Complete the following
1) Write out the passage from the deer blog below word for word, starting at the words "Renewable Resource" and stopping after "with needful families.".
2) In the deer blog below, what did Francis Wharton use to hold the deer's teeth in place in his dentures?

Extract
From the trail camera trapline there were these photos.  Me mowing out the field of view on camera #5 and then 20 minutes later mama and the twins checking it out.

Go figure...





Monday, April 15, 2024

A Deer Behind Every Tree


Plenty of deer on the landscape around these parts.  And the numbers are going to increase when the does begin birthing their fawns. 

Sure, it's an exaggeration; but some days it feels like there's a deer behind every tree.....

Saturday, January 27, 2024

Renewable Resource

Our group of five hunters killed nine whitetails last year.  We processed four for ourselves and donated the remaining five to the food pantry network here in Door County.  Venison burger is wholesome and popular fare with needful families. 

I'm certain my neighbors had successful hunts as well.

Anyway, it would appear that we didn't make much of dent in the local whitetail herd as there have been ample images of does, fawns and a few dandy bucks continuing to show on the trail camera trapline.

It is the gift that keeps on giving.....


 

Monday, December 18, 2023

A New Set Of Choppers

In a bizarre twist of the tale of man bites dog Francis Wharton lived in the wilds of Little Fort, British Columbia in the 1950s - 60s.

 

 

Far from civilization the resourceful Wharton found himself in need of upper dentures. 

Extracting the teeth from a deer and filing them down, Wharton set the deer's teeth in a base of plastic wood using household cement to keep them in place. 

Then he ate the deer...with its own teeth. 

If you are traveling nearby, make a point to visit the Museum of Healthcare in Kingston, Ontario.

His home built choppers are on display there.

Saturday, November 11, 2023

Trail Camera Action

Daytime deer movement.

It's a beautiful thing to see...

Source information
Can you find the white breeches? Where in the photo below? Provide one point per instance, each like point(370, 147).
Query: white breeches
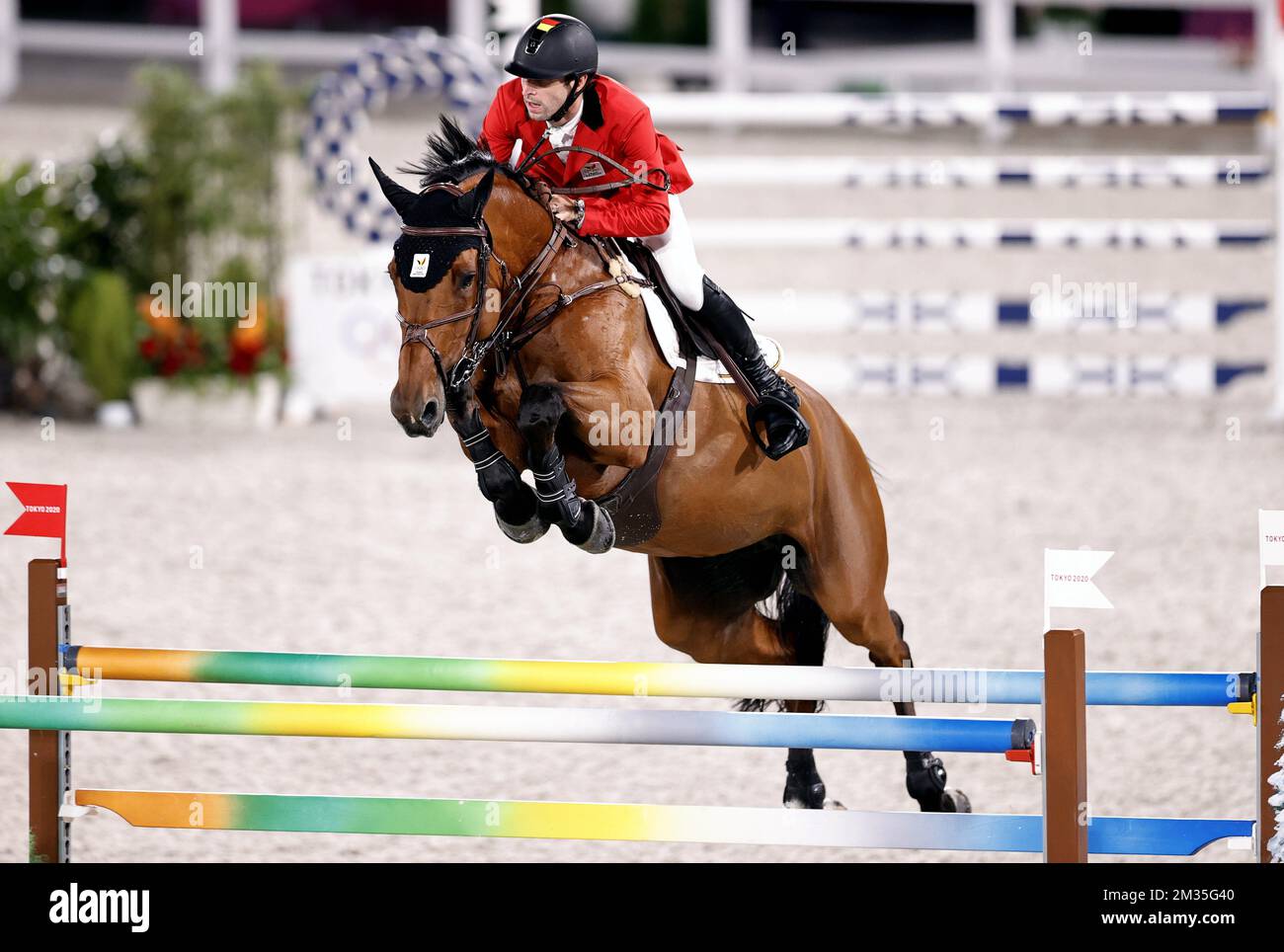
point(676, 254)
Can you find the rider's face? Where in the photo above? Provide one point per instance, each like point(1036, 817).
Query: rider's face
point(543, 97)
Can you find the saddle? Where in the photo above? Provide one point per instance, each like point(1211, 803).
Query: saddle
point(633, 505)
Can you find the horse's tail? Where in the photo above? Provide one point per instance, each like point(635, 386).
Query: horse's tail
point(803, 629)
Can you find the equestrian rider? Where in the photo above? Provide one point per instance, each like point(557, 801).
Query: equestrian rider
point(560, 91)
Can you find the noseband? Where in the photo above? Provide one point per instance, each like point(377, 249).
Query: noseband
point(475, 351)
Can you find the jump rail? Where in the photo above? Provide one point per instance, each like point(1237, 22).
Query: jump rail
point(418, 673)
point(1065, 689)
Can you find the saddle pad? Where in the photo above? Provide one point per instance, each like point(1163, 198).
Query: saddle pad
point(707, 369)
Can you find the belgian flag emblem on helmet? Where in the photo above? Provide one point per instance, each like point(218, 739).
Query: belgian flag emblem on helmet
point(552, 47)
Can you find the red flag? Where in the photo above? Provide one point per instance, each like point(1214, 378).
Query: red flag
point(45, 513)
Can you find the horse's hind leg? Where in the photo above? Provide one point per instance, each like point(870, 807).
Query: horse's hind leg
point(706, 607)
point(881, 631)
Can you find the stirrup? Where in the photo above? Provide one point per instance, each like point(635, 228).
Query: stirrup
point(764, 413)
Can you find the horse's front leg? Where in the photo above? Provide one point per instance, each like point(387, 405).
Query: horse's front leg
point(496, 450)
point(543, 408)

---

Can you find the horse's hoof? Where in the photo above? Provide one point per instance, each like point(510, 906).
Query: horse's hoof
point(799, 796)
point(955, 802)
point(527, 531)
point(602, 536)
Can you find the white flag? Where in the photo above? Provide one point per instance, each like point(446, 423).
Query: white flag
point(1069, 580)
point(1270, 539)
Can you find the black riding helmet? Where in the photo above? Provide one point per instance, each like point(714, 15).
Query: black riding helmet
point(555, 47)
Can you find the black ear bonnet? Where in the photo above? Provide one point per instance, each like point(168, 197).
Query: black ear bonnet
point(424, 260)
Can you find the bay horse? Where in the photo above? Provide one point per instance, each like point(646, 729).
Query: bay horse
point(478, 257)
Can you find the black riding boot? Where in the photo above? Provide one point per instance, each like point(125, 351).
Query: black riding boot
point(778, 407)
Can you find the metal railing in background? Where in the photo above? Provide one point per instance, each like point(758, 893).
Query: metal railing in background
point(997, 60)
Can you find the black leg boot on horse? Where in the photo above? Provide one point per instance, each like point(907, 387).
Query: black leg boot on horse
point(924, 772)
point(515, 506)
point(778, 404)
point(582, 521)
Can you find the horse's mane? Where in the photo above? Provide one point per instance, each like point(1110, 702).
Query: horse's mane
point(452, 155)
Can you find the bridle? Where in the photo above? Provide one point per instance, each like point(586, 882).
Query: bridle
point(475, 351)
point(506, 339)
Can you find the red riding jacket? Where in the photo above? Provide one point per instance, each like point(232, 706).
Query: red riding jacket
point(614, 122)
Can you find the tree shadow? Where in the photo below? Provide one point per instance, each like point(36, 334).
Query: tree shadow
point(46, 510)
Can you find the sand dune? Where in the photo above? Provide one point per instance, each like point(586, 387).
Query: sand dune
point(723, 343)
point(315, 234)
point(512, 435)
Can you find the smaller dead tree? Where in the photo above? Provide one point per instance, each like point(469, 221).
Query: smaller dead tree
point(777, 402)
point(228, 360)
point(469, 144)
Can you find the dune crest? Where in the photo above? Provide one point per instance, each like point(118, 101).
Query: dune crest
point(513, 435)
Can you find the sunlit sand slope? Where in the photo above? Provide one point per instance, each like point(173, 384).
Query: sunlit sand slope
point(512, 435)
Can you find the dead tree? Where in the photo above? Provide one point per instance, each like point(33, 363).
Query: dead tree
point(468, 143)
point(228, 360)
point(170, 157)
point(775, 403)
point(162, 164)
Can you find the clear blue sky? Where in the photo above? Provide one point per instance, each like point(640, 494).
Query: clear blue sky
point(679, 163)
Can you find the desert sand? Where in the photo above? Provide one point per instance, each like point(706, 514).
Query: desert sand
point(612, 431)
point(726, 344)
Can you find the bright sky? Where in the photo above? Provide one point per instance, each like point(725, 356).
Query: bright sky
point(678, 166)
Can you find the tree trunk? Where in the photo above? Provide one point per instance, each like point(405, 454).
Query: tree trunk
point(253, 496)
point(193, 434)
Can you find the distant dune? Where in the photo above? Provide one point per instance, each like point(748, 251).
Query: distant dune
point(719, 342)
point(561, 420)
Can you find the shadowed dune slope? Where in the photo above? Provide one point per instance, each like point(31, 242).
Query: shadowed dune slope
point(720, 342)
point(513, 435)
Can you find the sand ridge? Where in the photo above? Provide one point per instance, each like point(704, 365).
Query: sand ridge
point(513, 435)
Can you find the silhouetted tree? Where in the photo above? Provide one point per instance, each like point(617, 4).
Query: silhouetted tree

...

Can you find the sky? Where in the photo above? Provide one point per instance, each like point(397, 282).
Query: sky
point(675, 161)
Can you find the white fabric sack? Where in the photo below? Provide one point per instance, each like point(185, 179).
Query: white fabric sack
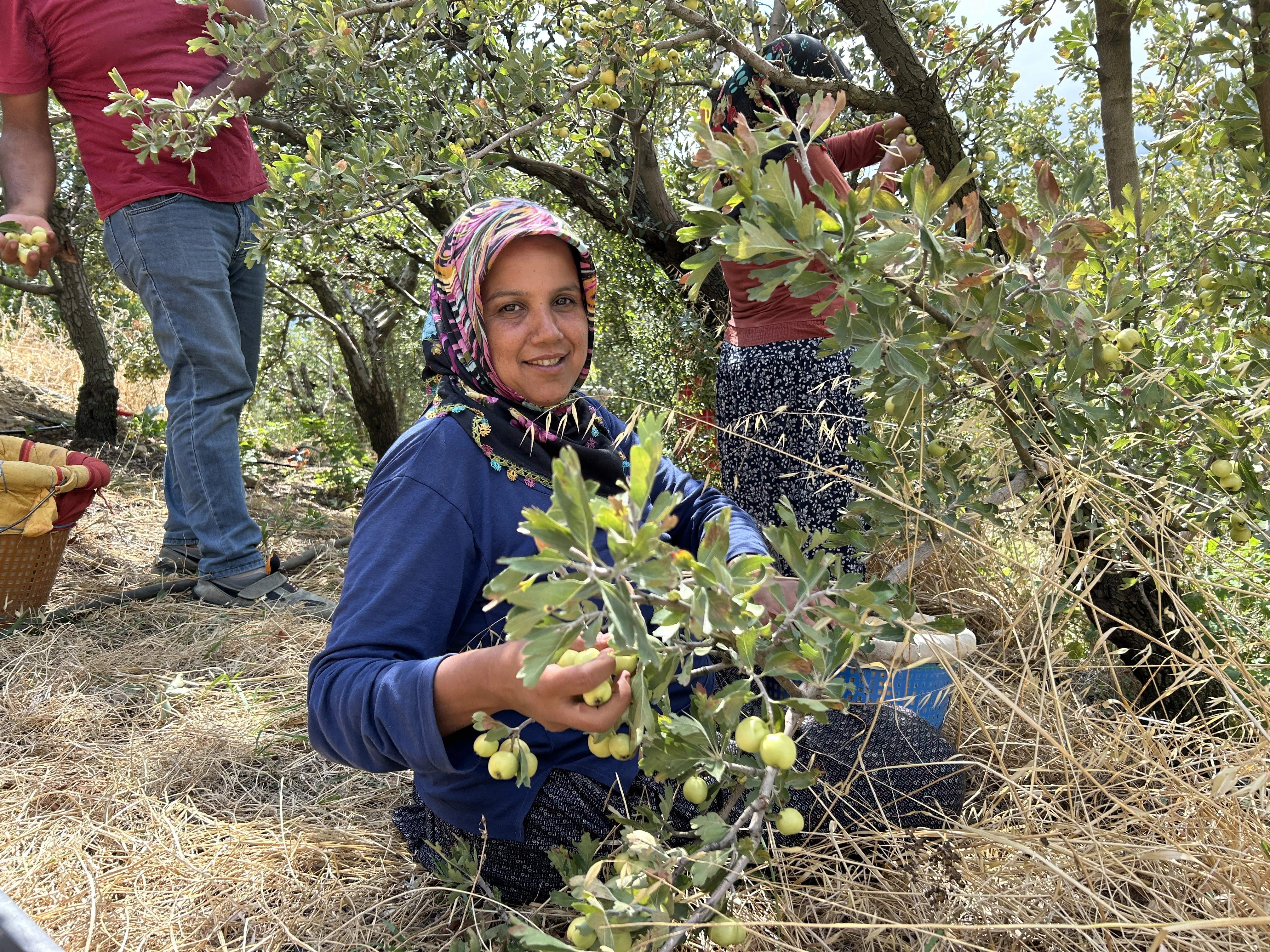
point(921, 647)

Answer list
1)
Renewable Resource

Our group of five hunters killed nine whitetails last year.  We processed four for ourselves and donated the remaining five to the food pantry network here in Door County.  Venison burger is wholesome and popular fare with needful families.

2) Household cement.